Cours Terminale HLP
L’éducation – Emancipation ou aliénation ?
Introduction
L’être humain, à la différence de l’animal, ne naît pas "fini" : il doit apprendre à marcher, à parler, à vivre en société. Il ne
possède pas naturellement les outils pour survivre ou s’orienter dans le monde : il a besoin d’être éduqué. L’éducation apparaît donc comme une nécessité vitale pour l’homme. Mais en même temps,
cette éducation n’est jamais neutre : elle transmet des normes, des valeurs, des modèles de conduite. Elle peut enfermer, conditionner, empêcher de penser par soi-même. Ainsi, l’éducation, qui
semble indispensable pour devenir un être humain accompli, peut aussi être un instrument de domination.
Comment penser cette tension ? L’éducation nous rend-elle véritablement libres ou bien nous impose-t-elle des limites ? En d’autres termes : est-elle un outil d’émancipation ou un moyen
d’aliénation ?
I. L’éducation, une nécessité pour devenir pleinement humain
L’homme, un être inachevé par nature : « On ne nait pas Homme, on le devient » écrit Erasme. Ce que souligne cette formule, c’est que l’homme ne dispose d’aucun instinct suffisant pour le guider dans la vie. Il doit apprendre à vivre, à raisonner, à distinguer le bien du mal. Sans éducation, il reste à l’état brut, dominé par ses pulsions, incapable de vivre en société.
L’éducation est donc ce qui permet à l’enfant de s’élever au-dessus de sa nature première. Elle forme le jugement, affine la sensibilité, développe les facultés intellectuelles. En ce sens, elle
est une "seconde nature", qui complète et transforme notre être biologique.
Kant : "L’homme ne peut devenir homme que par l’éducation"

◇ ◇ ◇

_Consignes:_
• A. Reproduisez tout le passage du texte sur l'éducation, depuis « L’éducation est donc » jusqu'à « notre être biologique. ».
• B. Veuillez expliquer, en une à trois phrases, pourquoi le texte sur l'éducation présente celle-ci comme une nécessité vitale pour l'homme.

_Données fournies:_

◇ ◇ ◇

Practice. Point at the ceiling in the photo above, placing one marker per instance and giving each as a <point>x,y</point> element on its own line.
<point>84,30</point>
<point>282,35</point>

◇ ◇ ◇

_Corrigé par consigne:_
• A.
L’éducation est donc ce qui permet à l’enfant de s’élever au-dessus de sa nature première. Elle forme le jugement, affine la sensibilité, développe les facultés intellectuelles. En ce sens, elle
est une "seconde nature", qui complète et transforme notre être biologique.

• B. L'être humain, à la différence de l'animal, ne naît pas « fini » : il doit apprendre à marcher, à parler et à vivre en société. Il ne possède pas naturellement les outils pour survivre ou s'orienter dans le monde. Il a donc besoin d'être éduqué.